YOUR TASKS
a) Answer these questions about the Cursor article:
(i) Which open-weight checkpoint is Composer built on?
(ii) Which editor is Cursor a fork of?
(iii) In the standard local setup, which job goes to the small, fast model?
b) From the Cursor article, return the passage from "You will not" up to and including "touching any code.", copied word for word.
c) Write the next part of the Cursor article, starting right after its last sentence.

SUPPLIED TEXT
........

Build Your Own Cursor This Weekend. Yes, the One SpaceX Just Paid $60 Billion For.
Last Updated on June 22, 2026 by Editorial Team
Author(s): Yashraj Behera
Originally published on Towards AI.
Build Your Own Cursor This Weekend. Yes, the One SpaceX Just Paid $60 Billion For.
Cursor’s in-house coding model did not come from nowhere. The company confirmed it started from an open-weight checkpoint anyone can download, then spent its own compute on top. That single fact changes what building your own version actually requires. It is not cloning magic. It is an integration project, and the integration is the part you control.

In March 2026, Cursor launched a coding model it called Composer 2 and described as frontier-level. Within a day, a developer watching the app’s network traffic spotted a telling model identifier, and the truth came out. Composer was not trained from scratch. It started from Moonshot AI’s open-weight Kimi K2.5, the same file anyone can download for free, with Cursor’s own training layered on top. The company later confirmed it plainly, writing that Composer is built on Moonshot’s Kimi K2.5 checkpoint.
Set aside the disclosure drama, because the interesting part is what this tells you about building your own. That free checkpoint, it turned out, was the foundation of something enormous. Cursor grew so fast that in June 2026 SpaceX agreed to acquire its parent company for sixty billion dollars. A tool whose brain began as a free download is now the subject of one of the largest acquisitions in software history. Which raises an obvious question, if the starting point is free, how much of this can you build yourself? A frontier coding tool turns out to be three things stacked together: an editor, an inference engine, and a model. The editor is open source. The engine is open source. And the model, it turns out, can be a free download too. The thing that felt like proprietary magic is mostly an integration, and that means you can build a working version yourself, one that runs on your own hardware, keeps your code on your own machine, and costs nothing per token once the GPU is paid for.
You will not match what Cursor spent after the download, and it is worth being precise about that gap rather than hand-waving it. But you can get genuinely close to the core experience in a weekend. Here is the full stack, the real commands, and the one design decision that makes the whole thing work.
The honest architecture
A Cursor-like tool is three layers, and it helps to see them clearly before touching any code.
The first layer is the editor, the part you actually look at. Cursor is a fork of Visual Studio Code, which is the quiet reason it could exist at all, the hard problem of a mature, extensible editor was already solved and open source. You do not need to fork anything. You run VS Code as it ships and drive it with an extension.
The second layer is inference, the engine that takes your code and produces completions, edits, and answers. Cursor runs this in the cloud at enormous scale. You run it locally with an inference server on your own machine.
The third layer is the model, the brain. Cursor fine-tunes its own now, starting from that open checkpoint. You download an open one directly. And the gap between open and closed coding models has narrowed to single digits on most benchmarks, so the brain you can get for free sits closer to the frontier than it ever has.
The decision that makes all of this practical is that you do not use one model for everything. The standard local setup, the one most Continue.dev configurations use, runs two models in two roles. A small, fast model handles tab-completion, where every millisecond counts because you are waiting on it in real time. A larger model handles chat and multi-file edits, where quality matters more than speed. Splitting the work across two models is the single most important choice in the build, and getting it right is most of what separates a tool you actually use from a sluggish toy.

........

GIVEN INFORMATION
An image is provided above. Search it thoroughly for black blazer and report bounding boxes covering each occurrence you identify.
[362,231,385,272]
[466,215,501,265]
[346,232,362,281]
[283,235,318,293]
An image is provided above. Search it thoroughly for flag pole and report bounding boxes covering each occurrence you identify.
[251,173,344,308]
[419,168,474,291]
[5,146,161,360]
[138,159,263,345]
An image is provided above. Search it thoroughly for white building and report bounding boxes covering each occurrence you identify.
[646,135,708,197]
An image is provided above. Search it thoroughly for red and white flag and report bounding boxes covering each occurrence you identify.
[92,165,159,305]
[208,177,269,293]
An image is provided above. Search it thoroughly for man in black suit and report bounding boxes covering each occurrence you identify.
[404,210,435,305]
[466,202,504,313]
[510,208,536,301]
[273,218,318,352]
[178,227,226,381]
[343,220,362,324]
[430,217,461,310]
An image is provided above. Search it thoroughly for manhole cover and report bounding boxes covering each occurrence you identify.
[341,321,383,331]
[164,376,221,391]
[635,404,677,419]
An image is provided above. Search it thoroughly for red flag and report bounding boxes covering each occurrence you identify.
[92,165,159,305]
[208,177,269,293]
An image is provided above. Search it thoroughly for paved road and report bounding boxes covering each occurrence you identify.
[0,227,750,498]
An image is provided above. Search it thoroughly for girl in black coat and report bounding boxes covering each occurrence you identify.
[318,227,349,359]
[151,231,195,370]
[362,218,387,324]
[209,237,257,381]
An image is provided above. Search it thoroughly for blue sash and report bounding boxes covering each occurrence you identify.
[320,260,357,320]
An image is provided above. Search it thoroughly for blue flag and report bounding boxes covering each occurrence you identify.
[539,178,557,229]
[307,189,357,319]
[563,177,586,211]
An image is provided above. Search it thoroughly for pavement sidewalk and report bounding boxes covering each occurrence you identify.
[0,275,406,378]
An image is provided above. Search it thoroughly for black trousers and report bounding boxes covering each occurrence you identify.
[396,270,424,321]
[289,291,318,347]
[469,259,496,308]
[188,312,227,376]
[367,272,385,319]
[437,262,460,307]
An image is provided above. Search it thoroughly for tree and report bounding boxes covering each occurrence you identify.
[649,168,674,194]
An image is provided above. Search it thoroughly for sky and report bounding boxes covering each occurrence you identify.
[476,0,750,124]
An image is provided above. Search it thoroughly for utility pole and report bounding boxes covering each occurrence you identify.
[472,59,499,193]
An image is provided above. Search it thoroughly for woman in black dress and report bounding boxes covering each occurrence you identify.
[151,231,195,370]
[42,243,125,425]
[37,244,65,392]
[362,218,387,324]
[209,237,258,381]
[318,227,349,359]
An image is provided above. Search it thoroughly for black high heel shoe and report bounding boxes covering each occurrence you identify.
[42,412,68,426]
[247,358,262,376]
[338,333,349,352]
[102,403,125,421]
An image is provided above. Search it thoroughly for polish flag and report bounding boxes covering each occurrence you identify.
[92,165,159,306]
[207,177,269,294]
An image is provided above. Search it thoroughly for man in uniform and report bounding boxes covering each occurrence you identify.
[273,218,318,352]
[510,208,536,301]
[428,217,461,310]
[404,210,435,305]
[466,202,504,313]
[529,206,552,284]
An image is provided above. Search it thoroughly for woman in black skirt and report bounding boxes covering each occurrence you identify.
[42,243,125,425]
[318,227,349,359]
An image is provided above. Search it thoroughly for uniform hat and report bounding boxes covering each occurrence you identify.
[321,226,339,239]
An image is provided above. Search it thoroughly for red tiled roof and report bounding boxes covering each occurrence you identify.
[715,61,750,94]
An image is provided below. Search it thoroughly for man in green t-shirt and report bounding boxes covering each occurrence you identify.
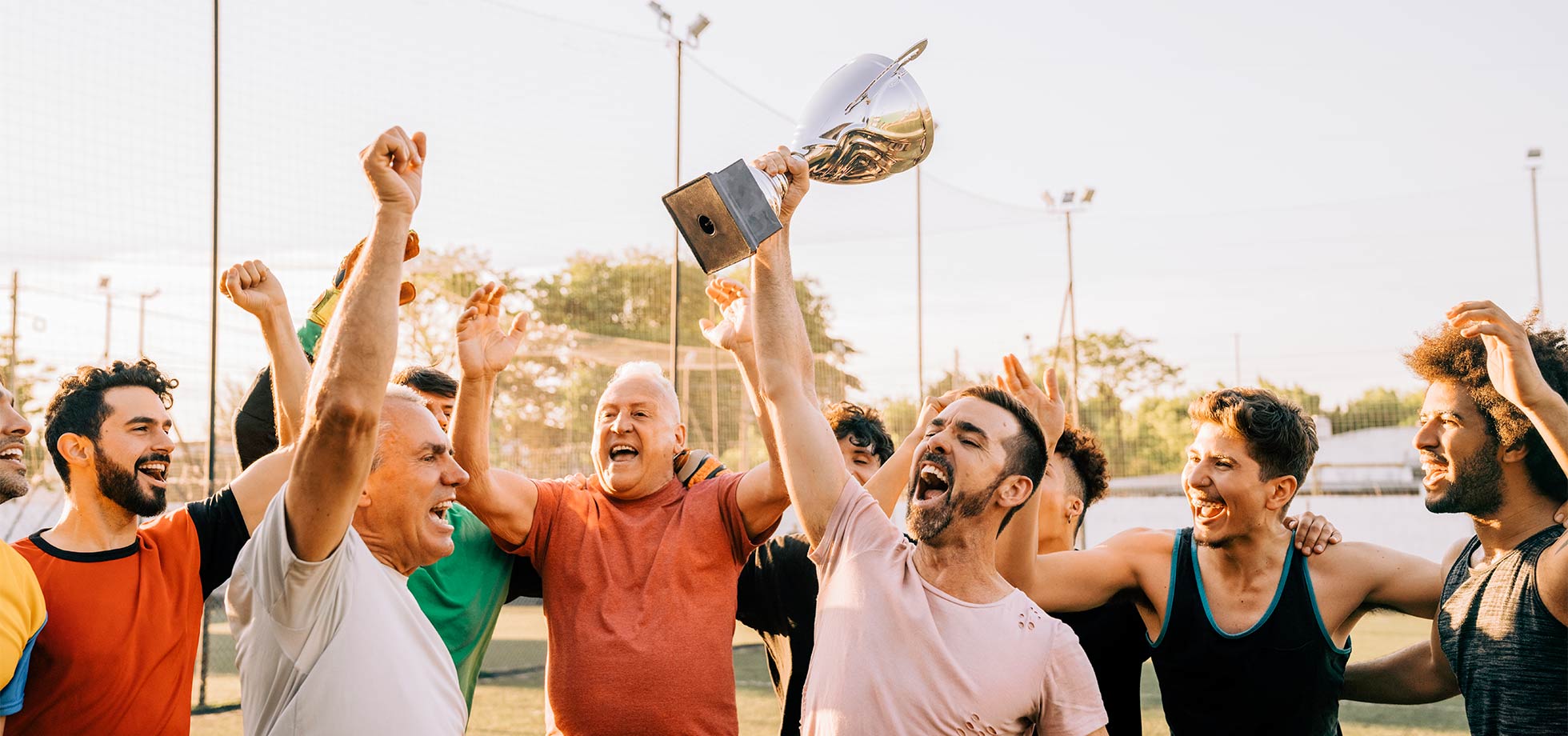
[221,254,542,708]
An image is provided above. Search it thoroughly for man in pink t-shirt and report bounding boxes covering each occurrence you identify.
[750,147,1106,736]
[451,284,796,736]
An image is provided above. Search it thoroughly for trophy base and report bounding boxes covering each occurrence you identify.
[663,160,782,273]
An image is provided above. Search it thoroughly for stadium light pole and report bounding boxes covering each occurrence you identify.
[137,289,163,358]
[1524,147,1546,309]
[647,0,709,390]
[98,276,114,366]
[1039,186,1094,421]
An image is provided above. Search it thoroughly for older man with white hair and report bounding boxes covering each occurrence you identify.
[451,278,789,736]
[226,127,467,736]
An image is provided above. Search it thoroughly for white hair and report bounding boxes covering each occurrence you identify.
[370,383,430,470]
[604,361,681,422]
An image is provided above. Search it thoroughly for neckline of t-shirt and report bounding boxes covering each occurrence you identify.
[910,555,1022,609]
[28,527,141,562]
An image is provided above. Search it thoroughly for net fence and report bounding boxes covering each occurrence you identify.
[0,0,1555,708]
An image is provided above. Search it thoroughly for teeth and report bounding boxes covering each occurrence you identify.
[921,463,947,483]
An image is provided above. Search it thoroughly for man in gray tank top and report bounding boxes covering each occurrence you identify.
[1344,302,1568,736]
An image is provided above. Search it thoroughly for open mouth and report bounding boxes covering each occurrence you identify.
[137,460,170,488]
[1187,494,1225,519]
[910,455,954,507]
[430,501,451,529]
[1421,455,1449,488]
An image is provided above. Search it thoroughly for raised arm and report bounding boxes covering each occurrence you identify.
[218,261,310,446]
[701,278,789,538]
[751,146,848,546]
[451,284,539,546]
[284,127,425,562]
[1341,542,1465,705]
[1447,302,1568,623]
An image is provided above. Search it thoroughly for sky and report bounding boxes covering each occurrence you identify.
[0,0,1568,438]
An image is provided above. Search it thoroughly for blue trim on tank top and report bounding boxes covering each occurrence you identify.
[1302,557,1350,654]
[1192,534,1292,643]
[1143,532,1181,648]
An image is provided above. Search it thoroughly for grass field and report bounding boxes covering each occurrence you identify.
[191,606,1470,736]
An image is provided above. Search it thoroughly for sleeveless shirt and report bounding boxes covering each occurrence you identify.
[1145,527,1350,736]
[1438,526,1568,736]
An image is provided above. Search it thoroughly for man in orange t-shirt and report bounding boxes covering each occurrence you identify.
[5,358,289,736]
[451,284,789,736]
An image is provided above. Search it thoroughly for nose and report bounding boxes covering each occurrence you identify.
[152,427,174,455]
[1410,418,1442,452]
[0,402,33,439]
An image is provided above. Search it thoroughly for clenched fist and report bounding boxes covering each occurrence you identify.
[359,126,425,215]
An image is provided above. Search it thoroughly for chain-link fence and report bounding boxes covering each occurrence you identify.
[0,0,1545,718]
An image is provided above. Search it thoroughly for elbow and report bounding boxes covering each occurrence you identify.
[310,395,381,438]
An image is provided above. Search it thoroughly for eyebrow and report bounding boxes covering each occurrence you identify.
[931,418,991,439]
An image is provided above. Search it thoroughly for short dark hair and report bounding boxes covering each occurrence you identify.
[1405,310,1568,504]
[958,383,1049,534]
[44,358,180,488]
[1187,388,1317,490]
[392,366,458,398]
[1055,424,1110,509]
[823,402,892,463]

........

ANSWERS BY TASK
a)
(i) Moonshot AI's Kimi K2.5.
(ii) Visual Studio Code.
(iii) Tab-completion.

b)
You will not match what Cursor spent after the download, and it is worth being precise about that gap rather than hand-waving it. But you can get genuinely close to the core experience in a weekend. Here is the full stack, the real commands, and the one design decision that makes the whole thing work.
The honest architecture
A Cursor-like tool is three layers, and it helps to see them clearly before touching any code.

c)
Slot one is autocomplete, and it works differently than you would guess
When you pause typing and grey ghost text appears for you to accept with Tab, it is tempting to assume the model is just predicting the next few words. It is not, and the difference matters for which model you pick.
Your cursor sits in the middle of a file. There is code above it and code below it, and a good suggestion has to fit cleanly between the two. That is a fundamentally different task from continuing text left to right, and it has a name, Fill-in-the-Middle, usually shortened to FIM. A normal language model predicts what comes next and cannot natively fill a gap that has content on both sides. FIM fixes this by reordering the training data, splitting each file into a prefix, a middle, and a suffix, and teaching the model to generate the middle when handed the prefix and suffix wrapped in special marker tokens. At completion time, the extension sends everything before your cursor as the prefix and everything after as the suffix, and the model produces the piece in between.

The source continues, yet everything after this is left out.